**Extrait choisi:**
====

Furtives févettes

Dans le Sud, le printemps, c’est la saison des févettes. Des légumineuses à croquer crues à l’apéro ou à cuisiner (c’est l’un des ingrédients de la salade niçoise) qui ont aussi le bon goût de servir d’engrais naturel.

 La saison des févettes (les petites fèves, pour les novices), c’est maintenant, mais c’est déjà bientôt fini. Super furtives, ces délicieuses légumineuses se mangent fraîches seulement quelques semaines par an, plus ou moins tôt ou tard au printemps selon le micro-climat du jardin où elles poussent et le moment où on a pensé à les planter. Car pour les amateurs parisiens, les févettes se dénichent sur certains marchés, mais pour les campagnards du Midi comme moi, ce sont des plantes incontournables du potager. En fait, c’est la première culture de ma vie, la fève. J’ai commencé à en cultiver avec mon père vers l’âge de 3 ans. J’étais nulle en tout, puisque j’avais 3 ans, mais ça, c’était à ma portée : faire pousser des fèves est d’une facilité déconcertante.

Ça pousse tout seul
Il y a toujours eu un bocal de fèves séchées dans le placard à balai chez mes parents ; on s’en servait pour faire de la soupe (du coup, c’est bizarre de les ranger avec les balais, mais là n’est pas la question) ou pour les planter, généralement en automne ou au mois de février. On peut aller jusqu’en mars, mais pas plus. On les met directement en pleine terre, on ne les arrose pas vraiment, on ne les soigne pas ; on les laisse, on les oublie, et ça marche quand même. Magique.

====

**À faire:** Pour chaque affirmation, indiquez par oui ou non si elle concorde avec le texte sur les févettes, en citant les mots décisifs du texte. (a) Les févettes se mangent fraîches pendant plusieurs mois par an. (b) On peut planter les fèves jusqu’en mars. (c) Les fèves doivent être arrosées régulièrement.

====

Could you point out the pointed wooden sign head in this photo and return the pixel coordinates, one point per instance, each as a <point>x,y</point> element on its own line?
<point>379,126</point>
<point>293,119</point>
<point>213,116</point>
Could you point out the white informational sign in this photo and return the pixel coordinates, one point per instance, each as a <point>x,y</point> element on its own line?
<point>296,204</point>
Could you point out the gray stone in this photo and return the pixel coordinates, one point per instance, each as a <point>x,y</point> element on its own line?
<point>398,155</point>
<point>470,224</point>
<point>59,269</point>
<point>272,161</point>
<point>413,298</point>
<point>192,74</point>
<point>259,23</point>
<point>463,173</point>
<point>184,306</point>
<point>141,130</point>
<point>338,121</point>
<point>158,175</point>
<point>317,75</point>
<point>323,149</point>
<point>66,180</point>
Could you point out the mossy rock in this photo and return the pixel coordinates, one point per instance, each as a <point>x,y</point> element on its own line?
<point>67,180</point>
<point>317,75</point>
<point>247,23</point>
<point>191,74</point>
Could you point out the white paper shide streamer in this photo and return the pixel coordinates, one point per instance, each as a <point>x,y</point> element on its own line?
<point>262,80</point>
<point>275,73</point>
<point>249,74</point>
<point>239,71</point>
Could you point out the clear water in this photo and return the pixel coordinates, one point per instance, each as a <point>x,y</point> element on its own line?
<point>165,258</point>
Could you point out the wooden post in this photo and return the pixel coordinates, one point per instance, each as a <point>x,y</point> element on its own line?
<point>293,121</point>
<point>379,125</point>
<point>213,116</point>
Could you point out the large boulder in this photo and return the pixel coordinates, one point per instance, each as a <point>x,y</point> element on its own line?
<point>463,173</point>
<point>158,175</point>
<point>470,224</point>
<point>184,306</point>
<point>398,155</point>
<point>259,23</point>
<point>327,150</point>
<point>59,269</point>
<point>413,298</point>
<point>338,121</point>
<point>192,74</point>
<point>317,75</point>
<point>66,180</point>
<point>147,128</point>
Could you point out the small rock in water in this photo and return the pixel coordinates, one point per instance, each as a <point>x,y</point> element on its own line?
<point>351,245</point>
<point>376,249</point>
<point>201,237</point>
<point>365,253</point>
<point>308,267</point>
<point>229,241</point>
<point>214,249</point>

====

**Résultat:**
(a) Non : « se mangent fraîches seulement quelques semaines par an »
(b) Oui : « On peut aller jusqu’en mars, mais pas plus. »
(c) Non : « on ne les arrose pas vraiment »